(Data lines)
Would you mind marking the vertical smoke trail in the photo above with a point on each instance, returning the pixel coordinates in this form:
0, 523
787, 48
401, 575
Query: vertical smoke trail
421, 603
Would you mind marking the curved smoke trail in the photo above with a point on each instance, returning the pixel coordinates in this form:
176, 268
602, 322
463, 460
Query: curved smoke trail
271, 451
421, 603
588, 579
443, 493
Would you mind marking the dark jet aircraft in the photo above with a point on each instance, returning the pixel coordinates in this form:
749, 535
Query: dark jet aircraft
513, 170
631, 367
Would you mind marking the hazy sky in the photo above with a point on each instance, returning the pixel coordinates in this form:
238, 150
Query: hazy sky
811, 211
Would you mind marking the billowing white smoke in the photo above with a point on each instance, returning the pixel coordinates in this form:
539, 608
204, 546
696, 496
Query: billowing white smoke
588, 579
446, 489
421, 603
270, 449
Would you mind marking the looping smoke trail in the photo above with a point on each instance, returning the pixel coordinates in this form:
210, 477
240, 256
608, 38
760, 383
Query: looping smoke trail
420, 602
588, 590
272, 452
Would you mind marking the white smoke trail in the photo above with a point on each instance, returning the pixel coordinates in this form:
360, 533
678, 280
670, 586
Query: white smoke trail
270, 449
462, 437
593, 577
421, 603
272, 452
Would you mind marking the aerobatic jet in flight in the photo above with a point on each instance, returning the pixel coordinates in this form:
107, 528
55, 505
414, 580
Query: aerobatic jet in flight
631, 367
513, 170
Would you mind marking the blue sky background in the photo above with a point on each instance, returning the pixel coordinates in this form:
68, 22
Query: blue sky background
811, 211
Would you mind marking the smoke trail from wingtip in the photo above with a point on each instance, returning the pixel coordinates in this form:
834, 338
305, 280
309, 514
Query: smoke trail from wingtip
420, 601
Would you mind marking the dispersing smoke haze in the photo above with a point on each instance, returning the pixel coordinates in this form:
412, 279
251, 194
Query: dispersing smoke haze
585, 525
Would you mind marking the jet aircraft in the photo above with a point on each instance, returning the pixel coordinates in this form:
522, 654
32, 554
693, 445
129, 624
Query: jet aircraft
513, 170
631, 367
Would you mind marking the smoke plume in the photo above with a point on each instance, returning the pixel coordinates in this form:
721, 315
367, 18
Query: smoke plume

Task brief ▸ Transcribe the entire listing above line for line, changing nothing.

Response ▸
Would you mind marking the vertical smoke trail in the photo above with a point on each instance, returning the pixel coordinates in this form:
0, 523
787, 48
401, 575
Query: vertical smoke trail
421, 603
Would you mind marking the curved smoke trail in the photo above with a point on each instance, returning the pixel coordinates in this form:
176, 268
602, 322
463, 460
Query: curved smoke trail
271, 451
421, 603
588, 579
443, 493
Would you mind marking the dark jet aircraft in the photo above with a point on each instance, returning the pixel coordinates in this form:
749, 535
Query: dark jet aircraft
513, 170
631, 367
Would you mind marking the hazy sky in the photo above with a point on each instance, returning the pixel coordinates in this form:
238, 150
Query: hazy sky
811, 211
Would you mind marking the billowing white smoke in the photo above with a point on each instance, returning the pixel coordinates in this form:
539, 608
204, 546
696, 496
Query: billowing white smoke
588, 579
446, 489
421, 603
270, 449
Would you mind marking the looping smoke trail in the photo above with a point on each instance, returning the pixel coordinates in this form:
210, 477
240, 256
608, 38
760, 383
Query: looping smoke trail
420, 602
588, 590
272, 452
Would you mind marking the white smoke trail in the photo above with a point on each instance, returning the pixel coordinates in this form:
360, 533
678, 280
670, 586
Query: white smoke trail
270, 449
462, 437
593, 577
421, 603
272, 452
Would you mind marking the aerobatic jet in flight in the photo above with a point on each instance, returning the pixel coordinates in this form:
107, 528
55, 505
414, 580
Query: aerobatic jet in flight
631, 367
513, 170
Would you mind marking the blue sky background in the photo above with a point on each instance, returning the pixel coordinates in this form:
68, 22
Query: blue sky background
811, 211
Would you mind marking the smoke trail from wingtip in the photo above with a point on each instance, returning the pixel coordinates in this form:
834, 338
305, 280
309, 514
Query: smoke trail from wingtip
420, 601
Would you mind marking the dispersing smoke haze in the photo above with a point on each instance, returning the pixel coordinates in this form:
412, 279
251, 194
Query: dispersing smoke haze
585, 525
Would you mind marking the jet aircraft in the photo above with a point on each instance, returning the pixel coordinates in this form:
522, 654
32, 554
693, 445
129, 624
Query: jet aircraft
513, 170
631, 367
Would you mind marking the smoke plume in the photo above with a point on each instance, returning the pixel coordinates in this form:
721, 315
367, 18
Query: smoke plume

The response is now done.